Exercise input below:

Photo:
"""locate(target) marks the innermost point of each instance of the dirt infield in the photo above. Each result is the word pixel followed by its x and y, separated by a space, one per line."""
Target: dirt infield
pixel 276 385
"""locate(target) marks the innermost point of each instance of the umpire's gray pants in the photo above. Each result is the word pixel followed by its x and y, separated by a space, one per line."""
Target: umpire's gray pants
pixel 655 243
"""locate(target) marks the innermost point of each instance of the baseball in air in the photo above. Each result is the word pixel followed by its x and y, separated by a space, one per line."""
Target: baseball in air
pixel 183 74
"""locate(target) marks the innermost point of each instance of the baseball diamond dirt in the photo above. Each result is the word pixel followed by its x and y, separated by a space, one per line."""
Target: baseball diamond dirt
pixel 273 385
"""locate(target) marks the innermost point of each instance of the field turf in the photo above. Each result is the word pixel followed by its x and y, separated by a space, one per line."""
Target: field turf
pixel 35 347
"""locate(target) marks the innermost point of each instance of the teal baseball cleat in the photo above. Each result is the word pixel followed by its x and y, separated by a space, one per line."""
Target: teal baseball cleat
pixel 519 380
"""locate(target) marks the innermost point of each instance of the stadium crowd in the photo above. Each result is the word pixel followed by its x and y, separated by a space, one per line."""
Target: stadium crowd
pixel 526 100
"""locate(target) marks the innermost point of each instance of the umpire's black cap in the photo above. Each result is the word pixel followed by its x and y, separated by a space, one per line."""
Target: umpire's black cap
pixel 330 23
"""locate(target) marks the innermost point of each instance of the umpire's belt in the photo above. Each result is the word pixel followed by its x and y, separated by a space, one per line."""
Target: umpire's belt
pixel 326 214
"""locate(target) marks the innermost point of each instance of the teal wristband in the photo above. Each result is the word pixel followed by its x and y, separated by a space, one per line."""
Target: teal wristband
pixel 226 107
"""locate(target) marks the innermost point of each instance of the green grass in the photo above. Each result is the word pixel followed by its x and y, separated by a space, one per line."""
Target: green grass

End of Exercise input.

• [Description of the task]
Go through the records and pull out each line that includes the word "grass".

• [Task result]
"""locate(target) marks the innermost point of each instance of the green grass in the photo above. Each result is the word pixel followed by its x and y, separated by a space, one per line."""
Target: green grass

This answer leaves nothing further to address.